§ **Exercise inputs**:

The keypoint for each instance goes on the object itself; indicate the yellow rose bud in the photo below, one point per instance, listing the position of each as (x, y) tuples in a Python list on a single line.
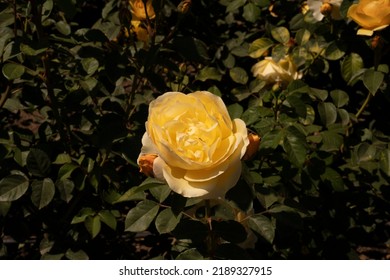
[(254, 143), (283, 71), (198, 147), (145, 164), (138, 11), (321, 8), (371, 15), (326, 9), (184, 6)]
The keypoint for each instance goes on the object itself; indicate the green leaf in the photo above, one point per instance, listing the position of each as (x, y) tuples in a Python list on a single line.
[(298, 105), (166, 221), (38, 163), (258, 47), (66, 170), (4, 208), (82, 215), (319, 93), (209, 73), (373, 80), (191, 229), (161, 193), (191, 48), (344, 116), (331, 141), (384, 162), (281, 34), (62, 159), (295, 146), (251, 12), (93, 225), (340, 98), (13, 187), (230, 231), (90, 65), (334, 51), (241, 196), (272, 139), (302, 36), (140, 217), (42, 192), (13, 71), (65, 187), (134, 192), (328, 113), (78, 255), (63, 27), (235, 110), (263, 226), (235, 5), (108, 218), (333, 178), (190, 254), (350, 66), (239, 75), (30, 50)]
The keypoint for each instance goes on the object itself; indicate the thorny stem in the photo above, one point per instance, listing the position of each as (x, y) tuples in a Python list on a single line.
[(63, 130), (377, 57), (210, 237), (361, 110), (4, 97)]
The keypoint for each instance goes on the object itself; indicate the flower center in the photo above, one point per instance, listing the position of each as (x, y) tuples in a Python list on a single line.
[(194, 140)]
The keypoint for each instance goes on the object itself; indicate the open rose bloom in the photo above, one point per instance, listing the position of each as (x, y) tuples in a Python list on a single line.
[(283, 71), (320, 8), (371, 15), (192, 144)]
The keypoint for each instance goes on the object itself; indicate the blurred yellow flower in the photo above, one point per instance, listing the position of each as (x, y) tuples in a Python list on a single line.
[(198, 147), (322, 8), (371, 15), (283, 71), (138, 11)]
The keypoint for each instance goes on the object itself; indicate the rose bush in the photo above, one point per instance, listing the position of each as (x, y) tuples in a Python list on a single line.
[(198, 146), (321, 8), (138, 11), (371, 15), (283, 71)]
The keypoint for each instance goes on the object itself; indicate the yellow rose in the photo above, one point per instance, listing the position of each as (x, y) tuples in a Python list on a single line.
[(371, 15), (283, 71), (198, 147), (321, 8), (137, 9)]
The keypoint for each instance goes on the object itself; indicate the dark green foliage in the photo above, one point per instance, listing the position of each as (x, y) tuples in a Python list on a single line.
[(75, 86)]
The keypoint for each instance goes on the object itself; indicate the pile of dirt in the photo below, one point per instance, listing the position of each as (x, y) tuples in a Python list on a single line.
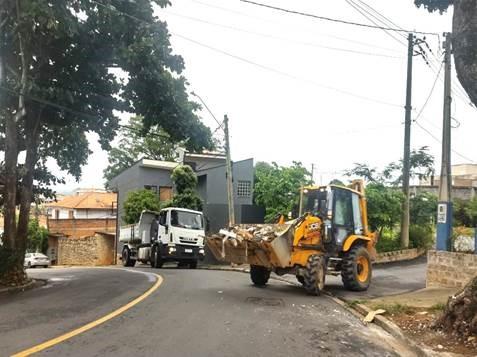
[(420, 325), (258, 232)]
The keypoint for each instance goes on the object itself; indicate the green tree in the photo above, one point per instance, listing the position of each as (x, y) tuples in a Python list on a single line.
[(384, 206), (138, 201), (56, 80), (277, 188), (135, 144), (185, 183), (37, 237), (464, 41)]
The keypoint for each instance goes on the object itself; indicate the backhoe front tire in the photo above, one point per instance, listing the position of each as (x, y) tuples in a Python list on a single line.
[(126, 257), (259, 275), (314, 277), (356, 269)]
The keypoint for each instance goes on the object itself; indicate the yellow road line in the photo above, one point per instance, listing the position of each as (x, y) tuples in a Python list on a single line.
[(66, 336)]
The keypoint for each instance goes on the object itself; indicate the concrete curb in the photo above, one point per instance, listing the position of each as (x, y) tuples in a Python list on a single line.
[(30, 285), (357, 310)]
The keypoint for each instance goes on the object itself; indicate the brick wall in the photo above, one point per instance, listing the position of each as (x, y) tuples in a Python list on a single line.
[(450, 269), (399, 255), (76, 228), (93, 250)]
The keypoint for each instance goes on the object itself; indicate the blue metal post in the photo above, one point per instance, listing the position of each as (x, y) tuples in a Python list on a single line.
[(444, 226)]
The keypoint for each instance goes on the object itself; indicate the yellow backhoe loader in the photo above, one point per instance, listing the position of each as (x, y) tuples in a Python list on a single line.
[(330, 236)]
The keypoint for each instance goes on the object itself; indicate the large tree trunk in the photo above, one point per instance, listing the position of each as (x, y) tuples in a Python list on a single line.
[(464, 28), (460, 314)]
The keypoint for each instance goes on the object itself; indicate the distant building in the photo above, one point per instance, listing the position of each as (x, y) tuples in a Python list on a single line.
[(82, 228), (210, 169)]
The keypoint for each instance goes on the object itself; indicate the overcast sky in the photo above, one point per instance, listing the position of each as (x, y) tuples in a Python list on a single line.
[(296, 88)]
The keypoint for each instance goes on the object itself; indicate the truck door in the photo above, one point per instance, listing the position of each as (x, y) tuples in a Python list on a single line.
[(163, 231)]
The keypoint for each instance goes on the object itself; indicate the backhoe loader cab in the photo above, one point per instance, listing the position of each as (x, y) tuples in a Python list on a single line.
[(330, 236)]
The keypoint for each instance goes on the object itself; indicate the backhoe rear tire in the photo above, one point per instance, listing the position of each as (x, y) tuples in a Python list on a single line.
[(356, 269), (259, 275), (314, 277)]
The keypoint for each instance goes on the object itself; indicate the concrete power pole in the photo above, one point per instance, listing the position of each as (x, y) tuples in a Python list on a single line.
[(444, 208), (230, 187), (407, 146)]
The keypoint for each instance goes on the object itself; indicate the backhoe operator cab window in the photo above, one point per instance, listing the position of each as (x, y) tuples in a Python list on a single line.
[(347, 215)]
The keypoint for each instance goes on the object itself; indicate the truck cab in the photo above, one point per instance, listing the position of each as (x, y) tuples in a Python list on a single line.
[(173, 234)]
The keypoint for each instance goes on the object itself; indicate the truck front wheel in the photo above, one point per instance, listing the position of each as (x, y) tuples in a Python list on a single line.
[(156, 261), (259, 275), (127, 260)]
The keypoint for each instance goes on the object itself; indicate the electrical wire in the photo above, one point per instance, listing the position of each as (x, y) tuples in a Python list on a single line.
[(429, 95), (312, 44), (364, 13), (334, 19), (361, 43), (250, 62)]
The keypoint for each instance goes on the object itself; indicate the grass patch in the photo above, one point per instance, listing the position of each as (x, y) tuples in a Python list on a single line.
[(394, 309)]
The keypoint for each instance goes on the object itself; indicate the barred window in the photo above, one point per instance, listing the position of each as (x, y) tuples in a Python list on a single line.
[(244, 188)]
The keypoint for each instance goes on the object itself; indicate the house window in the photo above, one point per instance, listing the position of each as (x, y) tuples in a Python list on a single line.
[(153, 188), (244, 188), (165, 193)]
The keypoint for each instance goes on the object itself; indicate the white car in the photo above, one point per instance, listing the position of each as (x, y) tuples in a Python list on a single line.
[(35, 260)]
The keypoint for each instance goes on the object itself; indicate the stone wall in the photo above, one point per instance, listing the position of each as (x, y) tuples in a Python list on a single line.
[(93, 250), (77, 228), (399, 255), (450, 269)]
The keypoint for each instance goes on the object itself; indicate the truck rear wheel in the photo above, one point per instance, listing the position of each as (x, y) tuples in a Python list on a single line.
[(126, 257), (156, 261), (356, 269), (259, 275), (314, 277)]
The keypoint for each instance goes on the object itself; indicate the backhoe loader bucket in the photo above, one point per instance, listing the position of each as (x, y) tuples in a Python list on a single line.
[(267, 245)]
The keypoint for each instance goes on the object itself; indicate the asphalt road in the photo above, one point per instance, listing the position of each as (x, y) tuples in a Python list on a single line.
[(193, 313)]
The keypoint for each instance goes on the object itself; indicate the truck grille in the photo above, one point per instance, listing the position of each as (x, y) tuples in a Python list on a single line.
[(188, 240)]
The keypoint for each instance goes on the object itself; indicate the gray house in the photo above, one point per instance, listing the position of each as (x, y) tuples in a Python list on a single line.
[(211, 173)]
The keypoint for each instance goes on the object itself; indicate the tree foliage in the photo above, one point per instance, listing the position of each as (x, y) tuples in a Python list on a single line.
[(384, 206), (434, 5), (138, 201), (465, 212), (185, 183), (277, 187), (57, 82), (135, 144), (421, 166), (37, 237)]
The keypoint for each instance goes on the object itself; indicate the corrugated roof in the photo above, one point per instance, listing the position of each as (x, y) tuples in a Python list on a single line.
[(157, 164), (88, 200)]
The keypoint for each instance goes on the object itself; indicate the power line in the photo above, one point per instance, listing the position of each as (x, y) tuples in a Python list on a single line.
[(285, 74), (361, 43), (430, 94), (245, 60), (439, 141), (363, 12), (312, 44), (334, 19)]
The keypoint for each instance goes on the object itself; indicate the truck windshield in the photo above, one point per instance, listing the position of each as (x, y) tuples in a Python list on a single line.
[(187, 220)]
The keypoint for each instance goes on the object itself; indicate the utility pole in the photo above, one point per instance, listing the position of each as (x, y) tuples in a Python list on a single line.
[(230, 187), (407, 146), (444, 208)]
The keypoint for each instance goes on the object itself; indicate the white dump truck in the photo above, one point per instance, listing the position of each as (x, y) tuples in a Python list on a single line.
[(173, 234)]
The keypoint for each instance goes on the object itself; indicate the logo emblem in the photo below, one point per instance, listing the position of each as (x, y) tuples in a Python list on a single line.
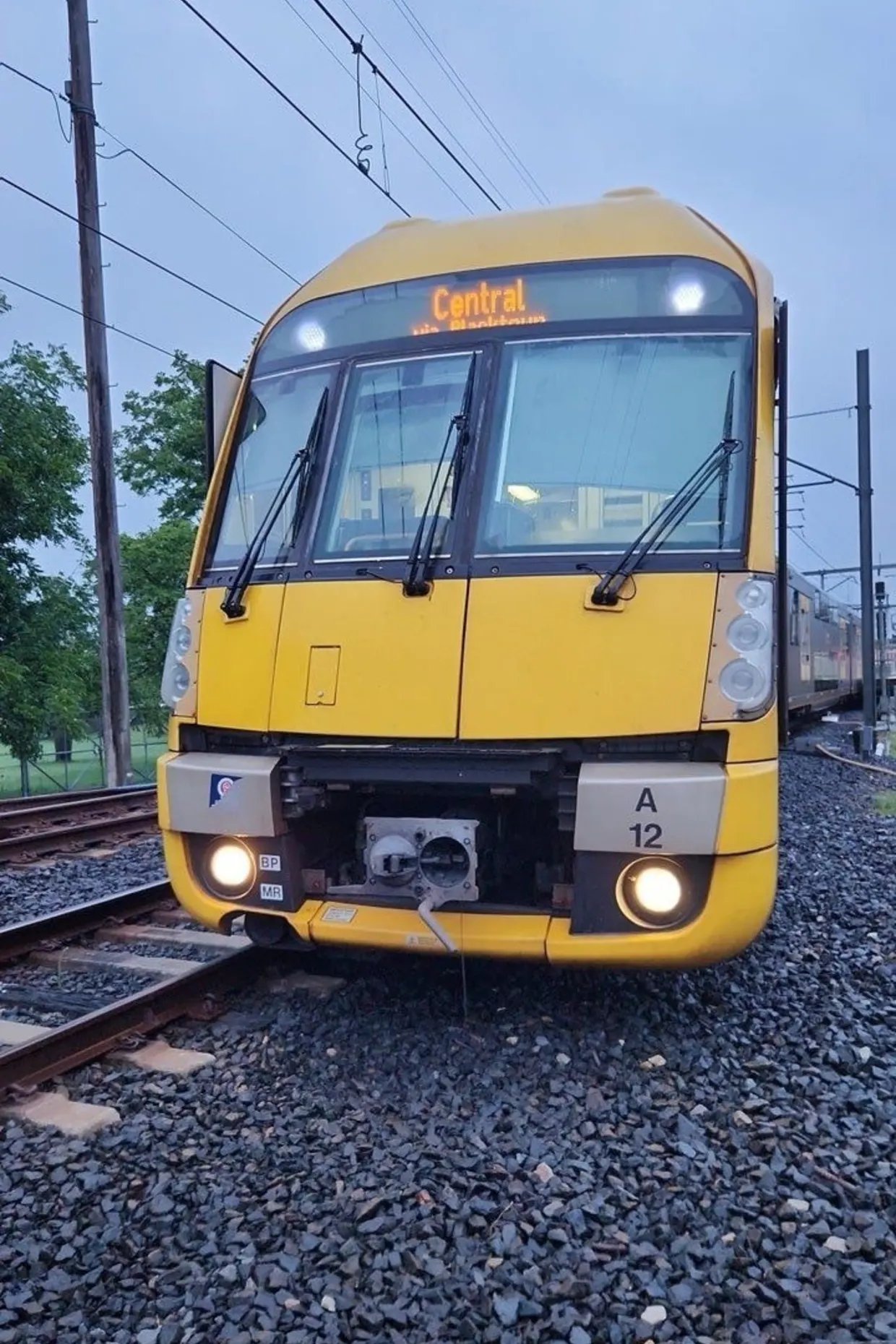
[(220, 787)]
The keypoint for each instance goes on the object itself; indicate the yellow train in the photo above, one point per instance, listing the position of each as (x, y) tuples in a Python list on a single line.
[(477, 651)]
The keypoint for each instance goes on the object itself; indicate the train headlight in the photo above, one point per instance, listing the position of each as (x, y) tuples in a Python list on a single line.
[(179, 672), (743, 683), (742, 663), (231, 867), (653, 892), (754, 593), (746, 633), (686, 297)]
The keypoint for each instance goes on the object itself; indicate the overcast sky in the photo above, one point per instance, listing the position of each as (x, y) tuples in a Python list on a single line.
[(777, 119)]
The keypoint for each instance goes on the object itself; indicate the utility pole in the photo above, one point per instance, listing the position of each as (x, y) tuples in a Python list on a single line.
[(866, 553), (113, 663), (880, 597), (783, 614)]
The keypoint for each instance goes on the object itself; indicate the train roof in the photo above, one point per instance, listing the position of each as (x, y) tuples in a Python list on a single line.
[(632, 222), (808, 586)]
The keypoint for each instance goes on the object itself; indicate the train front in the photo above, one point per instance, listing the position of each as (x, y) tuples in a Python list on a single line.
[(477, 652)]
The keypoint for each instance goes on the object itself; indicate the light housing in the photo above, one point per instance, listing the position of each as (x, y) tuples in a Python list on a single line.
[(741, 681), (230, 867), (686, 296), (181, 658), (655, 892)]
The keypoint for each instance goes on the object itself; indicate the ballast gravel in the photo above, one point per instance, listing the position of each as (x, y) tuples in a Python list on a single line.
[(43, 887), (590, 1158)]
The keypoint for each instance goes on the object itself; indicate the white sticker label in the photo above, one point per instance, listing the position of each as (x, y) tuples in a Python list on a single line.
[(421, 940), (339, 914)]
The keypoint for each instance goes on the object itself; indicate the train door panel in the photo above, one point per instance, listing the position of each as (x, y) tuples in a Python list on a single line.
[(539, 662), (805, 640), (358, 658)]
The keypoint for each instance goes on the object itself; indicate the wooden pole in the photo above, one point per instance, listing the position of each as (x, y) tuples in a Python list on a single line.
[(116, 714)]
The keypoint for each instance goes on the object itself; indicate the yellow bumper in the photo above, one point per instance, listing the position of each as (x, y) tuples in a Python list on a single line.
[(741, 900)]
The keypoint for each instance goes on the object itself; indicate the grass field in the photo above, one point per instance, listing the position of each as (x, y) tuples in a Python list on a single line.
[(82, 772)]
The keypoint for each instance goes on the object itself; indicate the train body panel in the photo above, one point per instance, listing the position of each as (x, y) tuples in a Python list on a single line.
[(480, 653)]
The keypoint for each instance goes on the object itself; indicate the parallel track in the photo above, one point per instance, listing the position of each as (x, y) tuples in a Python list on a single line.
[(34, 827), (197, 989)]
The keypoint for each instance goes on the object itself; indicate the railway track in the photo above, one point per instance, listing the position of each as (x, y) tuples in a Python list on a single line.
[(35, 827), (164, 987)]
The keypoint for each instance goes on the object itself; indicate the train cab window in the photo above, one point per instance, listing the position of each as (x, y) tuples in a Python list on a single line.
[(794, 617), (595, 433), (395, 423), (276, 422)]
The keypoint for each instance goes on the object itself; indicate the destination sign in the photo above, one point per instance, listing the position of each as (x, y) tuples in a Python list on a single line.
[(486, 304)]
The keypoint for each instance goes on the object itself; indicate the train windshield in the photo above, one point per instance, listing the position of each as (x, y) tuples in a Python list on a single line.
[(595, 434), (395, 425), (275, 428)]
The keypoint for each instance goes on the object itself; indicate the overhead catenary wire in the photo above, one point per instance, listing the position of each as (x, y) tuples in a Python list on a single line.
[(78, 312), (470, 100), (808, 545), (833, 410), (382, 115), (292, 104), (428, 106), (133, 251), (359, 51)]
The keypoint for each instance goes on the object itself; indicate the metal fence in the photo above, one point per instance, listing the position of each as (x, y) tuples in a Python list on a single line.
[(77, 765)]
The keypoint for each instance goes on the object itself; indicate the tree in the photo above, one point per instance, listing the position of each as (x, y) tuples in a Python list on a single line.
[(162, 448), (153, 572), (47, 640), (162, 452)]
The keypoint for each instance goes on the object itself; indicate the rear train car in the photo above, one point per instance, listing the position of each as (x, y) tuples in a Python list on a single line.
[(477, 651), (824, 650)]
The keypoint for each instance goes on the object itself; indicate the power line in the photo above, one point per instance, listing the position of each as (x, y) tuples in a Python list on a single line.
[(359, 51), (4, 65), (426, 104), (292, 104), (469, 98), (129, 150), (384, 115), (132, 250), (835, 410), (78, 312)]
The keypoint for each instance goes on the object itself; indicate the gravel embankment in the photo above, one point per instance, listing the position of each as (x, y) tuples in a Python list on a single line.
[(43, 887), (715, 1150)]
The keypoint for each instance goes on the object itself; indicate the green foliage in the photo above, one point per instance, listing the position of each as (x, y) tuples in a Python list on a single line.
[(162, 449), (155, 572), (43, 455), (48, 668), (47, 642)]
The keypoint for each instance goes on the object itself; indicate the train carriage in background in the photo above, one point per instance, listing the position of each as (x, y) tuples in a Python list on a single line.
[(824, 648), (477, 651)]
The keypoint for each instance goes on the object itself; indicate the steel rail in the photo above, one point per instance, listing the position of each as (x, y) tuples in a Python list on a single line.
[(20, 939), (11, 809), (31, 843), (197, 992)]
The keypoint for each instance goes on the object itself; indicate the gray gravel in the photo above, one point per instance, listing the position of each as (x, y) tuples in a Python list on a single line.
[(586, 1158), (43, 887)]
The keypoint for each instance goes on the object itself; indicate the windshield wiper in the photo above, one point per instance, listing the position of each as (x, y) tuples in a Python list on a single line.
[(297, 473), (419, 559), (716, 465)]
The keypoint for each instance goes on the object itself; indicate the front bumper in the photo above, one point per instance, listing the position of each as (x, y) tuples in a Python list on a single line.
[(741, 847), (741, 898)]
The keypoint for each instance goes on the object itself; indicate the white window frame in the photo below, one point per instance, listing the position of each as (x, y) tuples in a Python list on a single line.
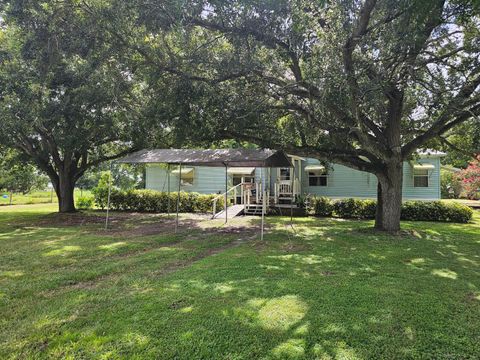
[(424, 174), (318, 174), (187, 180)]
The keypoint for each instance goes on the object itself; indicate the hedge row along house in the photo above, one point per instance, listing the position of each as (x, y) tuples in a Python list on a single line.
[(245, 185)]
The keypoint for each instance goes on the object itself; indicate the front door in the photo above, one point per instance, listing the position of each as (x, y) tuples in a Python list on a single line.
[(238, 179), (285, 180)]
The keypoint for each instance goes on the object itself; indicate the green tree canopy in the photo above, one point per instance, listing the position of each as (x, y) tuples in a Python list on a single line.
[(361, 83), (69, 100)]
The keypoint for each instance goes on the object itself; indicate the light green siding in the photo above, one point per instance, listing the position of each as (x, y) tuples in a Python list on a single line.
[(342, 181), (346, 182), (206, 180)]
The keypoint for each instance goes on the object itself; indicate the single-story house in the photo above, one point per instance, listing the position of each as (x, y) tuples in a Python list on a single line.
[(421, 180)]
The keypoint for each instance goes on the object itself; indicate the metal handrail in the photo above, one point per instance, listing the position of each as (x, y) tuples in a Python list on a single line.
[(220, 196)]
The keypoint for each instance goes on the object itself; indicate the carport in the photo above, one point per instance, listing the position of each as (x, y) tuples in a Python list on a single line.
[(226, 158)]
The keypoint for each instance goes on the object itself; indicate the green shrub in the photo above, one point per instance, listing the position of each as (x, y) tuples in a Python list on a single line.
[(411, 210), (85, 202), (368, 209), (154, 201), (436, 211), (321, 206)]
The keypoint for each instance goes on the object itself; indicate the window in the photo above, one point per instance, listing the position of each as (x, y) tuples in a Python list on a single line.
[(317, 178), (285, 174), (187, 175), (420, 178), (187, 179)]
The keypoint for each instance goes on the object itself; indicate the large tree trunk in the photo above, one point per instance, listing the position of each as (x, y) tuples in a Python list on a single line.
[(64, 190), (389, 198)]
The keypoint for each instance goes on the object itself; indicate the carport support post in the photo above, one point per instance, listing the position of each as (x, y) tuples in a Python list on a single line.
[(168, 190), (226, 193), (109, 194), (263, 203), (178, 195)]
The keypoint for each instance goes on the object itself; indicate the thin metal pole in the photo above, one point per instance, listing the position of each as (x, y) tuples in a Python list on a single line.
[(226, 193), (108, 197), (168, 190), (263, 203), (178, 196)]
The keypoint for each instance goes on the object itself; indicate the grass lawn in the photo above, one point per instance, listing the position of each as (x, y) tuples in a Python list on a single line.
[(36, 197), (326, 289)]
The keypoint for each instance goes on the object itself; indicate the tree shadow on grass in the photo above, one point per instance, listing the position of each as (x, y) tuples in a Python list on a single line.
[(328, 290)]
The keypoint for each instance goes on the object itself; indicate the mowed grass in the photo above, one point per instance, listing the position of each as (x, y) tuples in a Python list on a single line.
[(326, 289), (37, 197)]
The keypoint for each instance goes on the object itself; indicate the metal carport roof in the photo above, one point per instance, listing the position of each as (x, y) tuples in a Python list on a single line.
[(211, 157)]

§ **Exercise directions**: Exactly the lines from the one containing "the metal carport" through the final line of the records above are needed, copied word for word.

§ **Final answer**:
The keypoint for each instance goes on the object itself; indicate the metal carport roof in the photo above, one point per instance, listing the position of each as (x, y) tuples in a Python list on a single line.
[(211, 157)]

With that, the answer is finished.